* **Given exercise**
Can you edit the data below so that every "intersection tally" becomes "overlap count" and everything else stays the same? Leave the pictures out of your answer.

* **Exercise data**

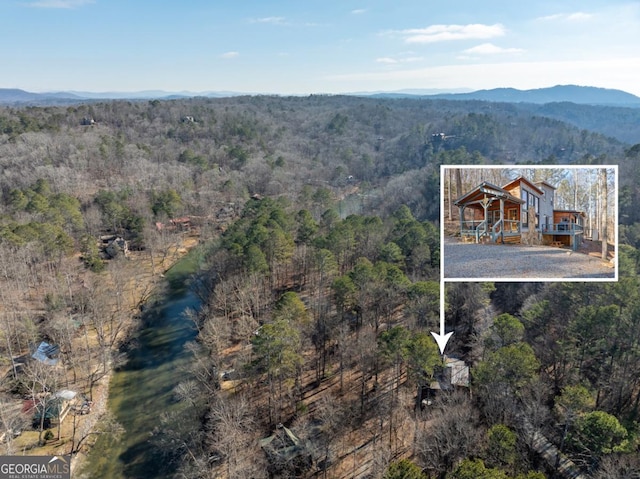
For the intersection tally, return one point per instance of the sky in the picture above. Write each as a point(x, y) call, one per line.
point(309, 46)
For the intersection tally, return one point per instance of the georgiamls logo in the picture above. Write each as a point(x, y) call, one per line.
point(35, 467)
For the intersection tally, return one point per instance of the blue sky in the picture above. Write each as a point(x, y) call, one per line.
point(309, 46)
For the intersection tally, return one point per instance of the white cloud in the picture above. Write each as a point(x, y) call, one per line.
point(60, 3)
point(621, 73)
point(394, 61)
point(444, 33)
point(567, 17)
point(491, 49)
point(270, 20)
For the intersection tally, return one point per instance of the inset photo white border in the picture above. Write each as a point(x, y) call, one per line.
point(494, 240)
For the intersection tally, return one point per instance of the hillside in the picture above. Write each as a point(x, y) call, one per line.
point(319, 218)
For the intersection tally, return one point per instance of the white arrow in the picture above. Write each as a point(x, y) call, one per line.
point(442, 338)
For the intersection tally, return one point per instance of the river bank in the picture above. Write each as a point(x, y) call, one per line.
point(137, 277)
point(141, 391)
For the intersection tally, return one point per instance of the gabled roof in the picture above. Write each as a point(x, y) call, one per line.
point(46, 353)
point(522, 179)
point(546, 184)
point(488, 189)
point(581, 213)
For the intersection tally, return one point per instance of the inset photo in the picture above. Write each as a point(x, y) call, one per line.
point(529, 223)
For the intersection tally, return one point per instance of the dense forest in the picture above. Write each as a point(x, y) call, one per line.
point(318, 222)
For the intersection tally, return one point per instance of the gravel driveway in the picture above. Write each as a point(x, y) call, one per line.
point(492, 261)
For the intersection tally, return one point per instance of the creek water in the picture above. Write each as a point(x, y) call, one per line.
point(141, 393)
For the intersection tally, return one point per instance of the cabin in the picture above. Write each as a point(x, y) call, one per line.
point(286, 452)
point(515, 211)
point(452, 375)
point(55, 409)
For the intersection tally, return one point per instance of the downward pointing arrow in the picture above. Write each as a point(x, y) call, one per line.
point(442, 338)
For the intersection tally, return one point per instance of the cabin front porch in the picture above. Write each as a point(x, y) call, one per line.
point(495, 215)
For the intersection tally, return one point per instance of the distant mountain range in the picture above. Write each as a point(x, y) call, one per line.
point(581, 95)
point(17, 97)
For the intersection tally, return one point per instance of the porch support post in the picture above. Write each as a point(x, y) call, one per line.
point(485, 206)
point(502, 219)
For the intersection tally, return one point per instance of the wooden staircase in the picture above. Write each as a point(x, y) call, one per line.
point(510, 240)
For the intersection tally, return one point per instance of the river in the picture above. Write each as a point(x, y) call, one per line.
point(141, 393)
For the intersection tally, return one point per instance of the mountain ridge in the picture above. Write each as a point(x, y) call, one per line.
point(581, 95)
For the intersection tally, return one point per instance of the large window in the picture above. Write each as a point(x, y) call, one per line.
point(529, 200)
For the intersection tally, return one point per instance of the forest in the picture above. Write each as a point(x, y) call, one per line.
point(318, 224)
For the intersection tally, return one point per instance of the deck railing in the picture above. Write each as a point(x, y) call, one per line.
point(475, 228)
point(562, 228)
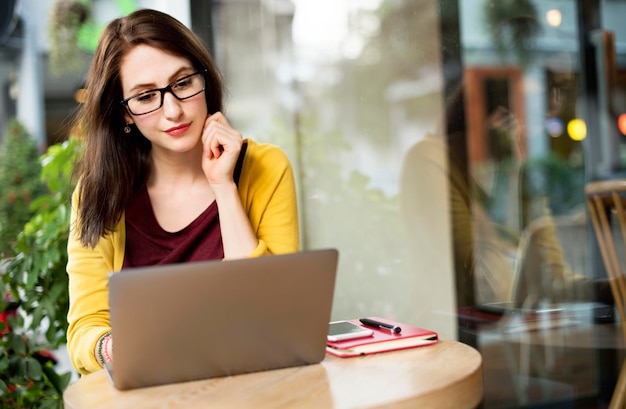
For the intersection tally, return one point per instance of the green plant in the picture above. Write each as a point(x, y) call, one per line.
point(19, 183)
point(36, 277)
point(67, 17)
point(513, 25)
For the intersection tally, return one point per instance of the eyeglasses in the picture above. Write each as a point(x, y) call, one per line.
point(183, 88)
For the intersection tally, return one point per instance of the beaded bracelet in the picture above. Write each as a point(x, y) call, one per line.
point(99, 344)
point(105, 348)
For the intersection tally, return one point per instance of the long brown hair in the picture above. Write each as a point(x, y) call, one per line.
point(115, 165)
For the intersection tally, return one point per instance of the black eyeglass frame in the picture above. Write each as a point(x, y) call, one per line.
point(165, 89)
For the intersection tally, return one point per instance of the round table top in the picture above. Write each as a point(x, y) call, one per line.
point(444, 375)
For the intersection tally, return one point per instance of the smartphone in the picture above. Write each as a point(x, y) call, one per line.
point(343, 330)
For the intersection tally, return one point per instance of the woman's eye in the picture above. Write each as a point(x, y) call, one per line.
point(184, 83)
point(145, 98)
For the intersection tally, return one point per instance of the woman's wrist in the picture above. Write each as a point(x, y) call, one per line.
point(103, 349)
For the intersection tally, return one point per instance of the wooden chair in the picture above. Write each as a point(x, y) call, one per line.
point(607, 201)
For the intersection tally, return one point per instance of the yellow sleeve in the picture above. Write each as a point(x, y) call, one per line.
point(268, 193)
point(88, 315)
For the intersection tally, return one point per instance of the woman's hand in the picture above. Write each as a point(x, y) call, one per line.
point(222, 145)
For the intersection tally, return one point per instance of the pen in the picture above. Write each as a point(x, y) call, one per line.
point(382, 325)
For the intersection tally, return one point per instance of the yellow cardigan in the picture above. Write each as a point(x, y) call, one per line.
point(268, 194)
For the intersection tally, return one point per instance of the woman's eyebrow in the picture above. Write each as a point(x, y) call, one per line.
point(152, 85)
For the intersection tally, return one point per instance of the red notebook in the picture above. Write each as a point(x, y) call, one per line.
point(382, 340)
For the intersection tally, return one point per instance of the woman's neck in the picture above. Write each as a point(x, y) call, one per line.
point(176, 169)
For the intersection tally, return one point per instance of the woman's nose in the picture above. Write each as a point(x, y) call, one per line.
point(171, 106)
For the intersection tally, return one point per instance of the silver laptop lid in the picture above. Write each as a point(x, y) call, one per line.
point(199, 320)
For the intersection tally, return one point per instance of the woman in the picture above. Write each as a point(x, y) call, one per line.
point(163, 178)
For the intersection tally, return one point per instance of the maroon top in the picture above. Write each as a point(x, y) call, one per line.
point(148, 244)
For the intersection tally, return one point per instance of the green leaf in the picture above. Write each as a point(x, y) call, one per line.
point(4, 363)
point(33, 369)
point(18, 344)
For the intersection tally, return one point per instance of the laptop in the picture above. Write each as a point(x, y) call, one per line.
point(199, 320)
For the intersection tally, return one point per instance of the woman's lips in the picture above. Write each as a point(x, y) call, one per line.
point(177, 130)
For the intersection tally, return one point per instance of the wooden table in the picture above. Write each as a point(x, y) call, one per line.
point(445, 375)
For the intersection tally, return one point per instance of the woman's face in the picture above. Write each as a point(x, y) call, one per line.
point(177, 125)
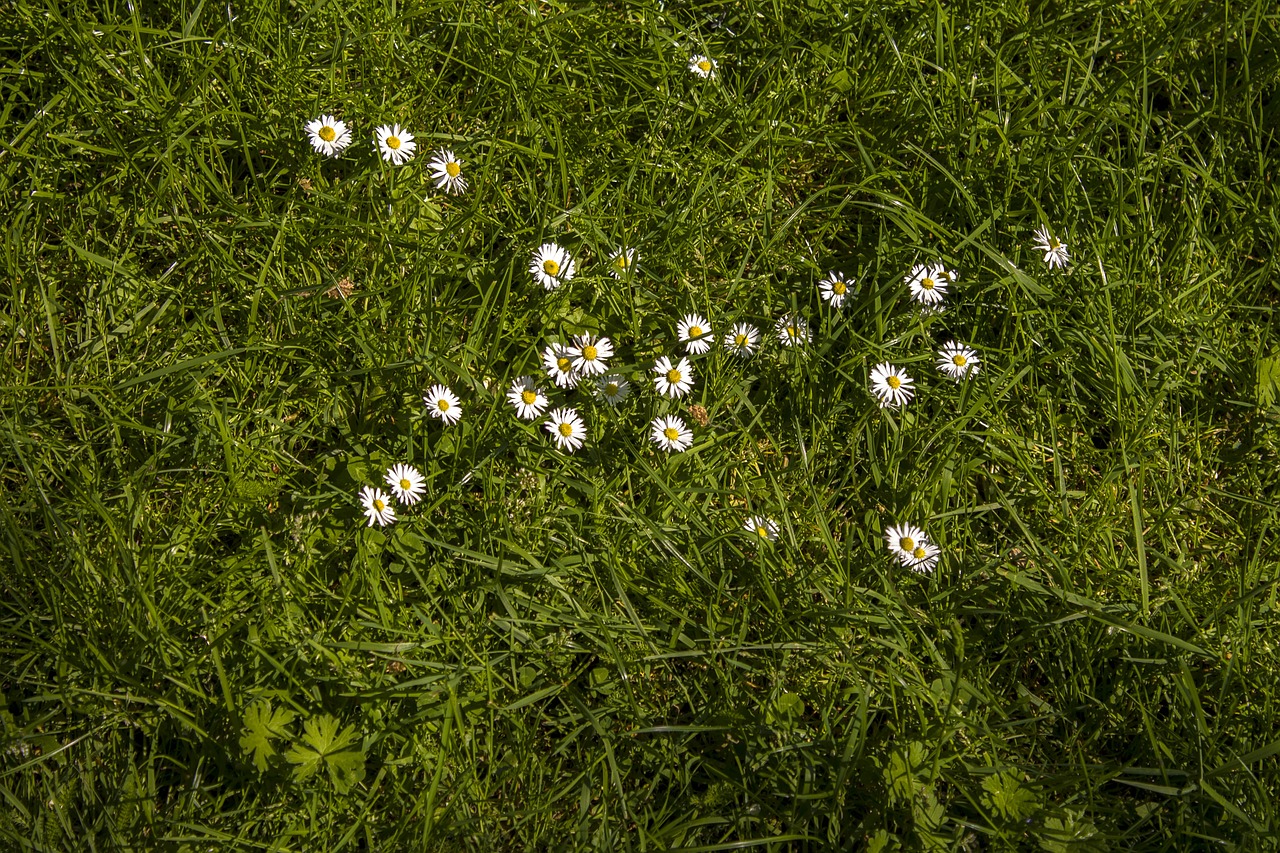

* **Result**
For the overlap count, return one point per instance of the sky in the picture above. Write each as a point(x, y) call, one per line.
point(309, 46)
For the overlap count, return one point per instance of the georgiamls logo in the picture above. Write each as a point(x, y) call, one per line.
point(35, 467)
For the overlap count, return one point per instance of the blue sky in the picture above. Write each as a point(x, y) call, one per line.
point(309, 46)
For the overlap count, return one point per instance of the white cloud in the picture above. Write each as a point(x, y) call, one per line.
point(60, 3)
point(621, 73)
point(394, 61)
point(444, 33)
point(567, 17)
point(491, 49)
point(270, 20)
For the overlap count, return one point per instance of the inset photo white border in the picture above. Write each as a point(x, y) call, one per line.
point(494, 240)
For the overlap count, return one point per instance of the hillside in the picture above. Write each as a point(x, y) call, one per line.
point(319, 218)
For the overlap count, return one point per instance of the white arrow in the picture above. Write each as a point(x, y) call, one per line.
point(442, 338)
For the overlap count, return one point per instance of the river bank in the picture above. Write each as a point(x, y) call, one per line.
point(137, 277)
point(141, 391)
For the overlap count, return one point per instance of the gabled roof in the picture above. Write each as a point(x, y) call, one per line.
point(46, 353)
point(522, 179)
point(546, 184)
point(488, 189)
point(581, 213)
For the overlap count, return one point per instance of the inset photo in the picture above. Write each as a point(x, y) call, one per line.
point(529, 223)
For the overlap count, return one point per instance of the dense forest in the picture above. Write each as a point(x, y) call, one per line.
point(318, 222)
For the overlap count, return one point per instance of the gravel driveway in the picture above. Write each as a point(x, y) call, one per line.
point(492, 261)
For the overlap count, return one point per instance of the creek water in the picture above. Write each as a point(x, y) call, one per line.
point(141, 393)
For the overlap count, return one point per instance of the cabin in the picture above. Write each as a point(x, y) call, one per line.
point(286, 452)
point(515, 211)
point(452, 375)
point(55, 409)
For the overlap count, return one point per instance of the downward pointing arrow in the picture above. Write each as a point(x, y) call, one per line.
point(442, 338)
For the overlap count, return one point per instance of the cabin front porch in the picture above. Write each as a point(x, y) call, one per line.
point(495, 215)
For the overlap count, return one point per instance of the distant mountain range in the picture above. Write each as a point(x, y) call, one per line.
point(581, 95)
point(17, 97)
For the overlap count, return one point per instance of the porch support post in the picture above. Write each as a point(x, y) call, one per line.
point(485, 206)
point(502, 219)
For the overlap count, return one point per instance of the wooden staircase in the picture above. Write each as a point(x, y) call, one per line.
point(510, 240)
For the overlap count, return one point per instance of the river in the picture above. Write each as a point(x, y) call, one per line.
point(141, 393)
For the overlap count, return one point per instance of the mountain ridge in the picture above. Write each as a point(x, y) call, one per line.
point(581, 95)
For the overlap count, return one point per instance of the large window in the picture above. Write each as a point(x, y) call, one per line.
point(529, 200)
For the overlap count, return one point per instance of the forest in the picture above. Write each as a point(x, y) call, one per line.
point(318, 224)
For the overlap count, return one point per instance of the deck railing in the picture above. Write each as a point(x, y) call, one per line.
point(475, 228)
point(562, 228)
For the overlap count, return one point per instance of the green plant in the picture above. Write each as a point(x, y) call, one per line.
point(19, 183)
point(36, 277)
point(67, 17)
point(513, 25)
For the overlap count, return one point per instance of the eyeglasses in the picture above. Write each as a point(x, y) call, one per line.
point(183, 88)
For the overlap count, return one point per instance of the beaded bracelet in the picture above. Write each as a point(x, y) call, one per line.
point(99, 344)
point(105, 348)
For the overlap count, return one point per instance of the long brown hair in the picture above. Write each as a point(x, y) call, one per line.
point(115, 165)
For the overlap count, return one point per instance of the black eyeglass frame in the picture above. Write each as a point(x, y) call, one per line.
point(165, 89)
For the overlap count, return one point per instance of the round table top in the picture above. Write each as a point(x, y) call, one per line.
point(444, 375)
For the overlap count, return one point per instance of the smartphone in the picture above. Write each as a point(x, y) call, one per line.
point(343, 330)
For the overlap count, return one point per instance of the woman's eye in the picture above. Write each as a point(x, y) call, one per line.
point(184, 83)
point(145, 98)
For the overlap count, return one point per instance of the woman's wrist in the picture above. Write each as a point(x, y) call, one per line.
point(103, 349)
For the overlap count, return one point per instance of the wooden chair in the picture above. Write each as a point(x, y) call, one per line.
point(607, 201)
For the overlap count, return one point per instance of the yellow sleeve in the picture above. Write each as a point(x, y) call, one per line.
point(268, 193)
point(88, 315)
For the overlap count, return one point per instance of the woman's hand in the picture above. Write each as a point(x, y) call, one per line.
point(222, 145)
For the overlap count, return one point per instance of the pen in the picture above. Write each as a point(x, y) call, one per line.
point(382, 325)
For the overlap count, return one point per instance of the yellow cardigan in the picture above. Write each as a point(x, y) call, one per line.
point(268, 194)
For the overlap count, return one point per instance of the woman's eyebrow in the picture above. Write each as a point(x, y) call, one per line.
point(152, 85)
For the overlap count, return one point per instance of the red notebook in the picture above. Write each as a point(x, y) call, one per line.
point(382, 340)
For the overlap count, return one point per instance of the woman's neck in the picture above. Write each as a point(x, y) call, one per line.
point(176, 169)
For the overlap count, return one point per instance of the woman's nose in the picture above. Write each as a point(x, y) call, one per line.
point(171, 106)
For the overlap count, return one point per instance of the silver laptop lid in the picture above. Write each as a point(x, y) call, one per line.
point(199, 320)
For the overlap count, return one point per instance of the woman in the picture above. Write each as a point(x, y) call, one per line.
point(163, 178)
For the overlap count, return one point per instance of the maroon top in the picture above. Write each as a point(x, y) call, one per line.
point(148, 244)
For the overlap count, return one point per instance of the green leaf in the picture above. Write each as a point(x, y) call, one per line.
point(4, 363)
point(33, 369)
point(18, 344)
For the overlap count, return one point per instance of the laptop in the picture above. Write each as a point(x, y) call, one per line.
point(199, 320)
For the overlap count, return one point per instance of the woman's lips in the picture above. Write each as a point(x, y) call, one per line.
point(177, 130)
For the overlap count, return one point per instance of the wooden table in the picture above. Write each as a point(x, y) call, one per line.
point(445, 375)
For the overlap count, return one point per instance of the woman's face in the picture above. Write each as a point(x, y) call, one per line.
point(177, 125)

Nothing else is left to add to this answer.